◆ Data rows:
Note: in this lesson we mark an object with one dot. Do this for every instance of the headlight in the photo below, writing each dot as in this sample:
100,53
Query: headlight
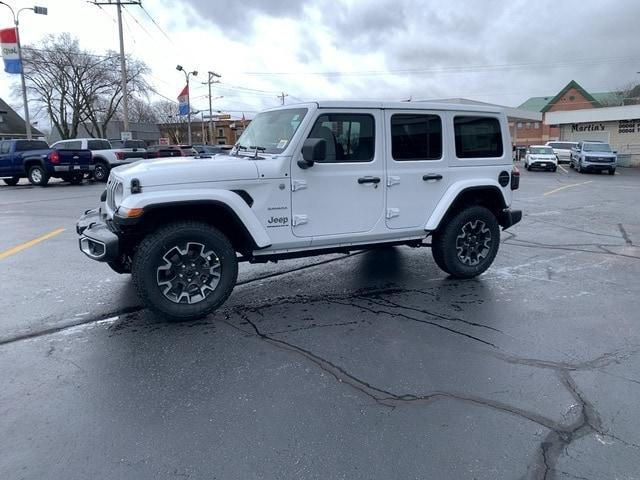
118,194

---

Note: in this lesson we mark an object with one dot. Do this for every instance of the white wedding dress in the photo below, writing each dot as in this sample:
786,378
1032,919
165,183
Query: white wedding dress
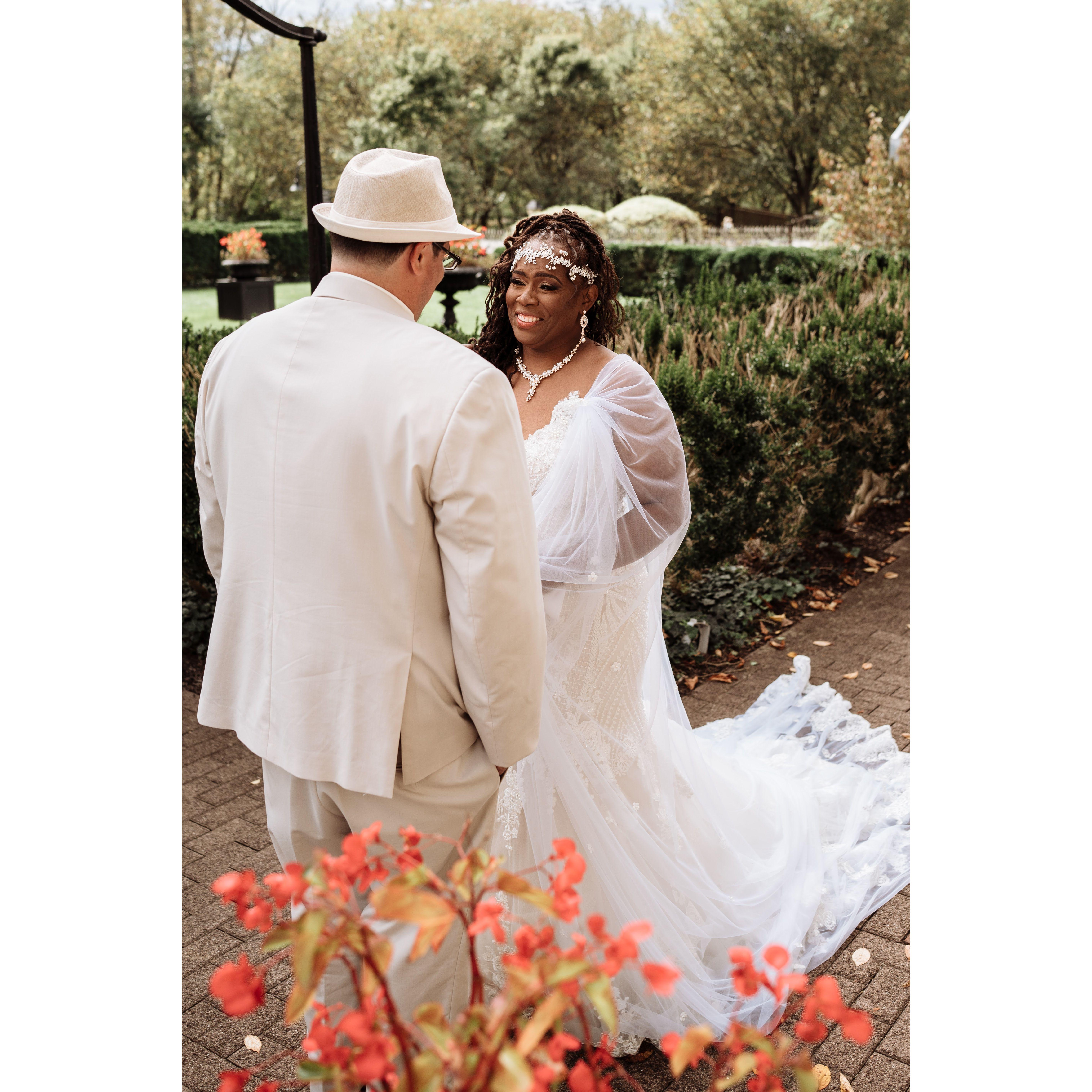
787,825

◆ Given request:
Please report every line of the data above that contains the string "Query", copying each such line in full.

◆ Result of the exercise:
Query: headlight
Query: white wedding dress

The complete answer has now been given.